■ **Work to do**
1 > Using the IT: Chapter 2 article, list each way the author says the film's opening would still rank or compare favorably even at $90 million.
2 > According to the IT: Chapter 2 article, what opening figure did the updated tracking suggest in the days before release?

■ **Source passage**
5 Ways to Prep - It: Chapter 2
By George Rose
September 8, 2019
IT: Chapter 2 is finally here and 2019 has its first potential $100+ million debut that isn’t from Disney! Except, wait a second, in the days leading up to release the updating tracking figures suggest closer to $90 million. Great, just great. Even if it does “only” earn $90 million it’ll still be a letdown in my eyes, which is quite sad considering it would still be the second largest horror debut weekend of all time. It will still also open larger than Hobbs & Shaw did in August, so that’s got to be worth bragging about. And it’s still the largest opening weekend of 2019 not released by Disney. Yet somehow, even though big numbers are in store, I’m still having trouble wrapping my head around these pre-release expectations.
There’s no way to throw shade at a $90+ million debut in the first month post-Summer. It just confuses me how a story can have two chapters and the audience that showed up for the first wouldn’t show up for the second. I mean if part one sucked then I guess it makes sense but everyone seemed to enjoy it. Did a large portion of the audience see it twice? Maybe, but that really only explains how the final total would be less for Chapter 2. For a sequels opening weekend to earn less than the first film, audiences would have had to dislike what they saw and not desire more. Did Chapter 1’s story feel so complete that people think Chapter 2 is a cash grab and not the ending to Stephen Kong’s original complete story? I’m just so confused.

■ **Extracted data**
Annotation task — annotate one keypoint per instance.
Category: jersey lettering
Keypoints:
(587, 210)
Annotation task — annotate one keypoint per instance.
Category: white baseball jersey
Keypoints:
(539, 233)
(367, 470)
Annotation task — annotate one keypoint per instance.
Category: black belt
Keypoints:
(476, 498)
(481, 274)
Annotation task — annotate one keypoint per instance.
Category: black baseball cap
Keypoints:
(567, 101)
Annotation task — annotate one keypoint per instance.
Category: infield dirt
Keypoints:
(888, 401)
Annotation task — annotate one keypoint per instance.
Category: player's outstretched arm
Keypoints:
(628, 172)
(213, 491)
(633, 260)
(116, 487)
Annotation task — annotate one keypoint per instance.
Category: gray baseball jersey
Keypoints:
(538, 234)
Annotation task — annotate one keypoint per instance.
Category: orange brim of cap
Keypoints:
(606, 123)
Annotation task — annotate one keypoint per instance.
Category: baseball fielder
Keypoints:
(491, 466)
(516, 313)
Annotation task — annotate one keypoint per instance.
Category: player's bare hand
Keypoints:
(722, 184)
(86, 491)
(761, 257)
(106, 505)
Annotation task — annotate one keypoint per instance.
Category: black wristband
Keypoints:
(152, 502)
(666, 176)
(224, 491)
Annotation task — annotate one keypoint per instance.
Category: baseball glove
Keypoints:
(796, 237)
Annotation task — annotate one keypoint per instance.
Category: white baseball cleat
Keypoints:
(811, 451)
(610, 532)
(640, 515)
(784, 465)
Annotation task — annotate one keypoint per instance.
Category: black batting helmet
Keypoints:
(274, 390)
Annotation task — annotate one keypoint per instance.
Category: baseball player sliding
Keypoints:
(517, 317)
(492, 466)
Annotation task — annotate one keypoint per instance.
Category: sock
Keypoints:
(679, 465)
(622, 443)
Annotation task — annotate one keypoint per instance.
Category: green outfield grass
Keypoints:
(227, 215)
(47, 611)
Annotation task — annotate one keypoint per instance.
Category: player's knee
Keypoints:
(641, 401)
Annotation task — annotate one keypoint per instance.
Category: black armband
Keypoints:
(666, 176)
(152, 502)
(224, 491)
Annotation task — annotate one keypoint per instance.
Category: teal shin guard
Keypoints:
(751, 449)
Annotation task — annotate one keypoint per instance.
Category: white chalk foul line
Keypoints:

■ **Task responses**
1 >
- It would be the second largest horror debut weekend of all time.
- It would open larger than Hobbs & Shaw did in August.
- It would be the largest opening weekend of 2019 not released by Disney.

2 > Closer to $90 million.